■ Given problem ■
Retype the material word for word.

■ Supplied records ■
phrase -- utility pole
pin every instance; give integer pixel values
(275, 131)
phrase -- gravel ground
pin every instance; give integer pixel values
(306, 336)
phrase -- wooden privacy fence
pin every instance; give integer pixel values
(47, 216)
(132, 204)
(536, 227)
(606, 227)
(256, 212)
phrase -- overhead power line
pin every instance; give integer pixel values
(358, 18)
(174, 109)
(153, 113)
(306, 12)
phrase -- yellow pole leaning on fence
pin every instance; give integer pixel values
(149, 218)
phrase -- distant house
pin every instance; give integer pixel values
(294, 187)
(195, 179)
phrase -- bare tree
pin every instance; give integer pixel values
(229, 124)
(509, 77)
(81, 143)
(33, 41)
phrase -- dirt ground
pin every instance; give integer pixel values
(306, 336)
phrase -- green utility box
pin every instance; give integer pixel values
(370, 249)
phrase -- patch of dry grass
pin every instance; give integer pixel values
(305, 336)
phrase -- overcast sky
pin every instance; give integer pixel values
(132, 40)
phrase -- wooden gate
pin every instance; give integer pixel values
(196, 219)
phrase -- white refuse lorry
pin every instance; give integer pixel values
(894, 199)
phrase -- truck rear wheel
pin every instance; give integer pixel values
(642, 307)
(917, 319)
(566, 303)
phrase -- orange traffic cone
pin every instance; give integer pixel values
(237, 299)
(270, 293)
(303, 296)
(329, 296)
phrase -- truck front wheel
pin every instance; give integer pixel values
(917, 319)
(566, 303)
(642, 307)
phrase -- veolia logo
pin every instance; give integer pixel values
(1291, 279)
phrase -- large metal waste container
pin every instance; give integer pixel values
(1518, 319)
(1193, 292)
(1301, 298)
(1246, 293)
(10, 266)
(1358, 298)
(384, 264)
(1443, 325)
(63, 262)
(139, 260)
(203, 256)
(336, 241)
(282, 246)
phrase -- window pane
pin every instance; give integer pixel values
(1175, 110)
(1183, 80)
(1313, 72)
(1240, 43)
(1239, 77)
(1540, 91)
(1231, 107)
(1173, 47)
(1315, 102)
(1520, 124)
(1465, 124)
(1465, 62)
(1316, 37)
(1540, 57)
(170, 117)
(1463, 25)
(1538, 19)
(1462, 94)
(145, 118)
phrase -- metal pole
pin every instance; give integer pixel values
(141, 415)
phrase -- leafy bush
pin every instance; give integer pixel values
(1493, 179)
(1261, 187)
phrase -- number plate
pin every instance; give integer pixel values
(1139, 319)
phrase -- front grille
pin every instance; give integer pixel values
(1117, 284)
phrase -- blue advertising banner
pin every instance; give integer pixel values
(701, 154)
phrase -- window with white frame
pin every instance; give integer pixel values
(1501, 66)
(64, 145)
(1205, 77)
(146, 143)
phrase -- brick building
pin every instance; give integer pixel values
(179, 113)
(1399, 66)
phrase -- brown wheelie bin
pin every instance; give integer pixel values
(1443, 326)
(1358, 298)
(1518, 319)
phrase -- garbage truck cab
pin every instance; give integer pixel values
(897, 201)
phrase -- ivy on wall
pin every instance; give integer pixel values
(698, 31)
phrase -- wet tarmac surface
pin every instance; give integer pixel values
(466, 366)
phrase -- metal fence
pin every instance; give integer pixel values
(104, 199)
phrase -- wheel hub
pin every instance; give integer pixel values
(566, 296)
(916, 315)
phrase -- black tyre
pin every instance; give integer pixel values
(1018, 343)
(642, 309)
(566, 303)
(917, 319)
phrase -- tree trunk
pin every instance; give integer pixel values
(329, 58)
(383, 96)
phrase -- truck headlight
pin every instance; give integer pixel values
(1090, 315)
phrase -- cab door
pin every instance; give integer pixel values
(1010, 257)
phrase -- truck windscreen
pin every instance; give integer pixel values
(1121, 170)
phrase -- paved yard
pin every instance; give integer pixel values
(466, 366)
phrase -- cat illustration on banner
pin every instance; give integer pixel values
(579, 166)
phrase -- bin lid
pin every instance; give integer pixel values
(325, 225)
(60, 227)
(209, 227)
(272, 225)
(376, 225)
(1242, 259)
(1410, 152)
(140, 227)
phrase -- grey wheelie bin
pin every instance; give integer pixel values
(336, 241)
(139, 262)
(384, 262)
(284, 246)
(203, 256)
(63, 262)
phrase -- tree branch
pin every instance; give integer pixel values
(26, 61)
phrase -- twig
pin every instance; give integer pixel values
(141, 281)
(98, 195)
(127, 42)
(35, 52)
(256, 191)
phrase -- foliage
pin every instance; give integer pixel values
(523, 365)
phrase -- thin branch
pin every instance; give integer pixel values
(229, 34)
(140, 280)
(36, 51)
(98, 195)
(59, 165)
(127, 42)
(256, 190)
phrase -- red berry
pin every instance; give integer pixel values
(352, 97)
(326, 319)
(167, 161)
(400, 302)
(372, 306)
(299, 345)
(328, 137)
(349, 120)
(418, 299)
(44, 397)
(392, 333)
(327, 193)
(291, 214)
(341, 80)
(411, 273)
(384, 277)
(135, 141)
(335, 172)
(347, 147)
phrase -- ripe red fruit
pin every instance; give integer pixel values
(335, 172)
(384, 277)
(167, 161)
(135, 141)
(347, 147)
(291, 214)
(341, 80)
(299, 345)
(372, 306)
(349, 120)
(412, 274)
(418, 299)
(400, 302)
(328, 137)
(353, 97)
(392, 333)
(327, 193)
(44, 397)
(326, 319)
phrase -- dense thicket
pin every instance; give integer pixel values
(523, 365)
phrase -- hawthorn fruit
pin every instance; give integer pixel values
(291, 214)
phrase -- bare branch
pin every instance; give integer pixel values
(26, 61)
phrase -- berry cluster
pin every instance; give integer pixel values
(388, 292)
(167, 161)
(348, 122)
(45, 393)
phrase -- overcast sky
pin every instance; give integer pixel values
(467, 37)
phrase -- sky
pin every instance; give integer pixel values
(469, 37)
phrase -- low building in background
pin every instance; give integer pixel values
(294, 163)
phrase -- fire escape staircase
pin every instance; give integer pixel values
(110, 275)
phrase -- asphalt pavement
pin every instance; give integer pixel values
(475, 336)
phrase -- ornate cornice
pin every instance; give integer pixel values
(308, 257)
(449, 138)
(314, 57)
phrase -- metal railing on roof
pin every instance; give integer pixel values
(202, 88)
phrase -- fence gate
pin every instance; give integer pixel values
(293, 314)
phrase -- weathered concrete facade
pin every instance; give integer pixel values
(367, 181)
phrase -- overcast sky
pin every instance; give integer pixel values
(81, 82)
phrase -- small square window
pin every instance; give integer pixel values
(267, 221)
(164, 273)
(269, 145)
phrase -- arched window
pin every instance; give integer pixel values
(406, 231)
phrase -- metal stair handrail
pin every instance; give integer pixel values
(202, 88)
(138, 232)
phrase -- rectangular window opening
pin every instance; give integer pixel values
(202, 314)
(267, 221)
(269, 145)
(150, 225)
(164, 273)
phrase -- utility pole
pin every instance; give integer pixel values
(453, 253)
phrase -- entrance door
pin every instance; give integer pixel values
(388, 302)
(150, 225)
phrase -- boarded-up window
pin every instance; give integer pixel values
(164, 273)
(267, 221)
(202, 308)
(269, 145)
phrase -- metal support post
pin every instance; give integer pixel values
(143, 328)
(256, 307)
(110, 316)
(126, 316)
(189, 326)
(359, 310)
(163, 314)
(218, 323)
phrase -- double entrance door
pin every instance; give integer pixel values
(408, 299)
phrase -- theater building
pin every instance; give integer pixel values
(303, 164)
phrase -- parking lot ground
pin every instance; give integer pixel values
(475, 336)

■ The solution ■
phrase -- utility pole
pin every instance; give integer pixel values
(275, 131)
phrase -- gravel ground
pin every instance; give integer pixel values
(306, 336)
phrase -- wooden privacy fence
pin every instance; give integer pixel values
(47, 216)
(132, 204)
(536, 227)
(606, 227)
(256, 212)
phrase -- overhead power line
pin every instance; give integer pixel values
(358, 18)
(174, 109)
(153, 113)
(306, 12)
phrase -- yellow pole leaning on fence
pin every instance; give integer pixel values
(149, 218)
phrase -- distant house
pin every instance; give integer pixel values
(294, 187)
(195, 179)
phrase -- bare tree
pin every instance; give integer pixel values
(229, 124)
(509, 77)
(81, 143)
(33, 41)
phrase -- dirt ground
pin every instance; give integer pixel values
(306, 336)
phrase -- green utility box
pin every instance; give integer pixel values
(370, 249)
phrase -- patch of dry grass
pin every instance; give integer pixel values
(305, 336)
phrase -- overcast sky
pin every instance; give integer pixel values
(132, 40)
phrase -- wooden gate
pin every instance; give integer pixel values
(196, 219)
phrase -- white refuse lorry
pin every instance; give integer pixel values
(894, 199)
phrase -- truck rear wheel
pin every instance; give integer pixel values
(642, 307)
(917, 319)
(566, 303)
phrase -- orange traffic cone
pin every instance; give integer pixel values
(237, 299)
(270, 293)
(303, 296)
(329, 296)
phrase -- truck front wheel
pin every instance; give integer pixel values
(917, 319)
(566, 303)
(642, 307)
phrase -- veolia logo
pin every instance; give integer pixel values
(1291, 279)
phrase -- large metal waste container
pin every instance; give integer pixel values
(1518, 319)
(1193, 292)
(1301, 298)
(1246, 293)
(10, 266)
(1358, 298)
(384, 264)
(1443, 325)
(63, 262)
(139, 260)
(203, 256)
(336, 241)
(282, 246)
phrase -- window pane
pin every instance; give integer pixel values
(1175, 110)
(1183, 80)
(1313, 72)
(1240, 43)
(1239, 77)
(1540, 91)
(1231, 107)
(1173, 47)
(1315, 102)
(1520, 124)
(1465, 124)
(1465, 62)
(1316, 37)
(1540, 57)
(170, 117)
(1463, 25)
(1538, 19)
(1462, 94)
(145, 118)
phrase -- metal pole
pin every instance; give integer pixel values
(141, 415)
phrase -- leafy bush
pin every instance; give integer pixel values
(1493, 179)
(1261, 187)
phrase -- number plate
pin every instance; give integer pixel values
(1139, 319)
phrase -- front grille
pin every instance; give integer pixel values
(1117, 284)
phrase -- blue advertising banner
pin every instance; give integer pixel values
(701, 154)
phrase -- window with white frame
pin every instance; give integer pixel values
(1501, 66)
(64, 145)
(1205, 77)
(146, 143)
phrase -- brick building
pin every instance; give integer pixel values
(179, 113)
(1399, 66)
phrase -- brown wheelie bin
pin every instance; give integer pixel values
(1443, 326)
(1358, 298)
(1518, 319)
phrase -- garbage truck cab
pin every instance; give integer pixel values
(897, 201)
phrase -- ivy on wall
pin every instance; give integer pixel values
(698, 31)
phrase -- wet tarmac surface
pin every instance; give integer pixel values
(466, 366)
phrase -- metal fence
pin every instance; give integer pixel values
(104, 199)
phrase -- wheel hub
pin every instance; give integer pixel values
(566, 296)
(916, 315)
phrase -- black tyre
pin every instance; give integer pixel values
(1018, 343)
(642, 309)
(566, 303)
(917, 319)
phrase -- tree trunk
pin every instance; give integer pixel values
(329, 58)
(383, 96)
phrase -- truck headlight
pin every instance; give integer pixel values
(1090, 315)
phrase -- cab door
pin every instance; give integer pixel values
(1010, 257)
phrase -- truck windscreen
pin every instance; give integer pixel values
(1121, 170)
phrase -- paved yard
pin every instance; give integer pixel values
(466, 366)
phrase -- cat illustration on banner
pin every instance; give integer pixel values
(579, 166)
phrase -- bin lid
pin every instance; give integer pixel values
(325, 225)
(60, 227)
(209, 227)
(272, 225)
(376, 225)
(1242, 259)
(1410, 152)
(140, 227)
phrase -- grey wheelie bin
pin every instance; give integer pixel values
(336, 241)
(139, 262)
(384, 262)
(284, 246)
(203, 256)
(63, 262)
phrase -- tree branch
pin every instance; give integer pixel values
(26, 61)
phrase -- twig
pin every instance; give integer pixel values
(141, 281)
(98, 195)
(127, 42)
(35, 52)
(256, 191)
phrase -- foliage
pin every instance; give integer pixel values
(523, 365)
phrase -- thin branch
pin every instance; give integer pixel values
(229, 34)
(140, 280)
(36, 51)
(98, 195)
(59, 165)
(127, 42)
(256, 190)
phrase -- red berry
pin every instance; give integer pixel values
(352, 97)
(326, 319)
(167, 161)
(400, 302)
(372, 306)
(299, 345)
(328, 137)
(349, 120)
(418, 299)
(44, 397)
(392, 333)
(327, 193)
(291, 214)
(341, 80)
(411, 273)
(384, 277)
(135, 141)
(335, 172)
(347, 147)
phrase -- ripe red fruit
pin every instance; give integer pixel values
(335, 172)
(384, 277)
(167, 161)
(135, 141)
(347, 147)
(291, 214)
(341, 80)
(299, 345)
(372, 306)
(349, 120)
(412, 274)
(418, 299)
(400, 302)
(328, 137)
(353, 97)
(392, 333)
(327, 193)
(44, 397)
(326, 319)
phrase -- dense thicket
pin every instance; give integer pixel values
(523, 365)
phrase -- hawthorn fruit
pin every instance; give integer pixel values
(291, 214)
phrase -- bare branch
pin every instance; give integer pixel values
(26, 61)
phrase -- berry cluster
pin every instance; give integer pixel values
(388, 292)
(167, 161)
(348, 122)
(45, 393)
phrase -- overcast sky
pin every instance; give integer pixel values
(467, 37)
phrase -- sky
pin every instance; give integer pixel values
(469, 37)
phrase -- low building in background
pin every instance; give integer pixel values
(294, 163)
phrase -- fire escape staircase
pin every instance; give integer pixel values
(110, 275)
phrase -- asphalt pavement
pin every instance; give integer pixel values
(475, 336)
phrase -- ornate cornice
pin every instance; give integer pixel values
(308, 257)
(449, 138)
(314, 57)
phrase -- metal railing on roof
pin every instance; give integer pixel values
(202, 88)
phrase -- fence gate
pin every instance; give integer pixel values
(293, 314)
phrase -- weathered concrete facade
pin every instance; give integer pixel values
(367, 181)
phrase -- overcast sky
pin every instance; give integer pixel values
(81, 82)
phrase -- small square window
pin every instance; give integer pixel values
(267, 221)
(164, 273)
(269, 145)
phrase -- arched window
pin every instance; give integer pixel values
(406, 231)
phrase -- metal stair handrail
pin every instance; give integer pixel values
(202, 88)
(138, 232)
phrase -- rectangular window opening
pin every instance; give integer pixel values
(202, 314)
(267, 221)
(269, 145)
(150, 225)
(164, 273)
phrase -- utility pole
pin every instance; give integer pixel values
(453, 253)
phrase -- entrance door
pin every instance; give integer pixel values
(388, 302)
(150, 225)
phrase -- boarded-up window
pin every instance; give integer pixel values
(164, 273)
(267, 221)
(202, 308)
(269, 145)
phrase -- metal support post
pin every instance; give integer pixel values
(143, 328)
(256, 307)
(110, 316)
(126, 316)
(189, 326)
(359, 310)
(163, 314)
(218, 323)
phrase -- double entrance door
pin every instance; give integer pixel values
(408, 299)
phrase -- theater building
pin every instance; give integer pixel values
(303, 164)
phrase -- parking lot ground
pin every instance; give integer pixel values
(475, 336)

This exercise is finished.